What to work on: Reproduce the malaria passage below word for word, in full.

Excerpted text: Begin

MANY activities are taking place across the globe today, especially in malaria endemic countries, to raise awareness and engender commitment by policymakers to reduce the burden of Malaria.

Researchers are engaging policymakers, to update their findings about malaria prevention and control, nurses and doctors are working around the clock in health institutions to diagnose and treat malaria cases, journalists are at workshops and seminars to learn and sharpen their skills on the cause and effects of the disease to enable them to accurately report and influence policy in the fight against the disease.

Malaria is a deadly disease that is transmitted to man through the bite of the female anopheles mosquito, otherwise known as “night biting” mosquitoes. Infected persons present symptoms like shaking chills, fever, vomiting, and loss of appetite, to mention but a few, and it can be fatal in children under five years if not adequately treated within 48 hours. Pregnant women are also at the mercy of this deadly disease.

Excerpted text: End
Dataset extract: Begin

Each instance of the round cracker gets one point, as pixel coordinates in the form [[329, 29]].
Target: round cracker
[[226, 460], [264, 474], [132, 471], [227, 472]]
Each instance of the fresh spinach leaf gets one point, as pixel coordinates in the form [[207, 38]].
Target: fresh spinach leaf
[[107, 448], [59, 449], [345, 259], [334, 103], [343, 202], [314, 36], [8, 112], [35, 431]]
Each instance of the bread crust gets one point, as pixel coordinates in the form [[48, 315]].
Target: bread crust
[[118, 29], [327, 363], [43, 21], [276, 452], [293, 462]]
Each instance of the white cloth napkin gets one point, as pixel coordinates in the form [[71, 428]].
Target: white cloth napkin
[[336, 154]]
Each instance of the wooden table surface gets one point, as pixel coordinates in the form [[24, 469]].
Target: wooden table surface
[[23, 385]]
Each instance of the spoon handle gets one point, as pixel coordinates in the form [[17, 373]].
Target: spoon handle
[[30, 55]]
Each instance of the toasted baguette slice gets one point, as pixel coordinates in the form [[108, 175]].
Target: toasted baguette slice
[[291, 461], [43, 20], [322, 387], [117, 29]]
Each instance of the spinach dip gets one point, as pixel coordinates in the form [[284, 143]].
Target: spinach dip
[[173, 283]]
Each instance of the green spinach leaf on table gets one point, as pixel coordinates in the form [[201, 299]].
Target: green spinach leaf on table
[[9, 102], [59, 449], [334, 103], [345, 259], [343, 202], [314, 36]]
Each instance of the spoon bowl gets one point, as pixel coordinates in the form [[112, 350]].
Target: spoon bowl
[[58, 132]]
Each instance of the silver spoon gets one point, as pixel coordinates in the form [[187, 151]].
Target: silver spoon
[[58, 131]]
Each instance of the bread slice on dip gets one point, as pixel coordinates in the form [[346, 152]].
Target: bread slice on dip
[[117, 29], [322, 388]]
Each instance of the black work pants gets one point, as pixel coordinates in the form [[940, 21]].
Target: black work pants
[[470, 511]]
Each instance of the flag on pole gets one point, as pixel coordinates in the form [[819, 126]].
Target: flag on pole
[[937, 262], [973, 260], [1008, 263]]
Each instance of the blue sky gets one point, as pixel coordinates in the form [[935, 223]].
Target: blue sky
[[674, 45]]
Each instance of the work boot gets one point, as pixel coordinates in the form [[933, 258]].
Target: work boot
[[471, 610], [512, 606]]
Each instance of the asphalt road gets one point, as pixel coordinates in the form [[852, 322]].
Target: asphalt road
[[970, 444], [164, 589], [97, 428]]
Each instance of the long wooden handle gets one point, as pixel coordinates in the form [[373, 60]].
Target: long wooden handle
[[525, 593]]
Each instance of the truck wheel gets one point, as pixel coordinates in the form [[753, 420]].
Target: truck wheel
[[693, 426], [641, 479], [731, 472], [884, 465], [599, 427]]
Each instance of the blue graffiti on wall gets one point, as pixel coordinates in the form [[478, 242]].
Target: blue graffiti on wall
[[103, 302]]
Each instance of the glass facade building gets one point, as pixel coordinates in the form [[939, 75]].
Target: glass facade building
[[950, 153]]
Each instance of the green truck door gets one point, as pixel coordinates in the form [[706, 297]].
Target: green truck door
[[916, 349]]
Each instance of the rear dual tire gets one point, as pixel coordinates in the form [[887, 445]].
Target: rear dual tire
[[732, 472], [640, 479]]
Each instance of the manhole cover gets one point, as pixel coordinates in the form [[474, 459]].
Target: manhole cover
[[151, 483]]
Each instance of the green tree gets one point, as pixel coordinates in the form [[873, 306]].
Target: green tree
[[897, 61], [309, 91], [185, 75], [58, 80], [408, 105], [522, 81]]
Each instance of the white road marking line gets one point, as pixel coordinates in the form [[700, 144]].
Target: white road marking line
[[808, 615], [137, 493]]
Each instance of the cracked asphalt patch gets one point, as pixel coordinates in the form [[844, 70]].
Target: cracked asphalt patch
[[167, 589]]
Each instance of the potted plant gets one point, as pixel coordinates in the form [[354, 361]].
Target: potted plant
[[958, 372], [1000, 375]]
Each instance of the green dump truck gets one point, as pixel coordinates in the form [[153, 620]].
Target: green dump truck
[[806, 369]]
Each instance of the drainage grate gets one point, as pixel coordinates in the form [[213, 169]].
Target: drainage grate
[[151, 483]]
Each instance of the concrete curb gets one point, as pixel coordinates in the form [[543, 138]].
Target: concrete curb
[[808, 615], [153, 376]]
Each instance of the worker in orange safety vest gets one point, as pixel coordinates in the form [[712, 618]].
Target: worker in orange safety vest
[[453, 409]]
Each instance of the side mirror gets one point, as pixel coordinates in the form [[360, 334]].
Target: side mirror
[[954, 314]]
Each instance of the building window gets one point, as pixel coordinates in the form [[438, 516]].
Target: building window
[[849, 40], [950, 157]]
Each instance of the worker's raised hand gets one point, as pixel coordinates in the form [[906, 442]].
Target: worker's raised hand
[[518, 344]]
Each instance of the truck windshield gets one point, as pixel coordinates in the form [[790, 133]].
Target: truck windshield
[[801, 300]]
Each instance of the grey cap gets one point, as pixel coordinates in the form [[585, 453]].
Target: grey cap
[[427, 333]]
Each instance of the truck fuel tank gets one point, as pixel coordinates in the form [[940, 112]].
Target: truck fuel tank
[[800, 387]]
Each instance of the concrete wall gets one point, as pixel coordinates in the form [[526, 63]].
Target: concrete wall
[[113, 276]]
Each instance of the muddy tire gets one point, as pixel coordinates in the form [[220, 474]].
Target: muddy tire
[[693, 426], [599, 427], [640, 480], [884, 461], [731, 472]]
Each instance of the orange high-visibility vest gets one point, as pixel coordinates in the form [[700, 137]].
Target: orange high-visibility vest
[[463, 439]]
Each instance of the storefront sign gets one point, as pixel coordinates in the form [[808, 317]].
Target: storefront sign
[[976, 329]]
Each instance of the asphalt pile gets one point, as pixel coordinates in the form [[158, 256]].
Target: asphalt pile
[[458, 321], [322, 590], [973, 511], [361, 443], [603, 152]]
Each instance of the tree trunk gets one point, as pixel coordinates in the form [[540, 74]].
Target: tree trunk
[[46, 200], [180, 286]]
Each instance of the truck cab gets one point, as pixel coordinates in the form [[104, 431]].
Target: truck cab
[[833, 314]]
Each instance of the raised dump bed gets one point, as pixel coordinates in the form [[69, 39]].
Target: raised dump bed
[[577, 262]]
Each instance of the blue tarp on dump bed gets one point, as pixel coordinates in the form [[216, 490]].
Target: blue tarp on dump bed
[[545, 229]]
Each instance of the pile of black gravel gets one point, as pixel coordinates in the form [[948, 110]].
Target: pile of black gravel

Dataset extract: End

Your response:
MANY activities are taking place across the globe today, especially in malaria endemic countries, to raise awareness and engender commitment by policymakers to reduce the burden of Malaria.

Researchers are engaging policymakers, to update their findings about malaria prevention and control, nurses and doctors are working around the clock in health institutions to diagnose and treat malaria cases, journalists are at workshops and seminars to learn and sharpen their skills on the cause and effects of the disease to enable them to accurately report and influence policy in the fight against the disease.

Malaria is a deadly disease that is transmitted to man through the bite of the female anopheles mosquito, otherwise known as “night biting” mosquitoes. Infected persons present symptoms like shaking chills, fever, vomiting, and loss of appetite, to mention but a few, and it can be fatal in children under five years if not adequately treated within 48 hours. Pregnant women are also at the mercy of this deadly disease.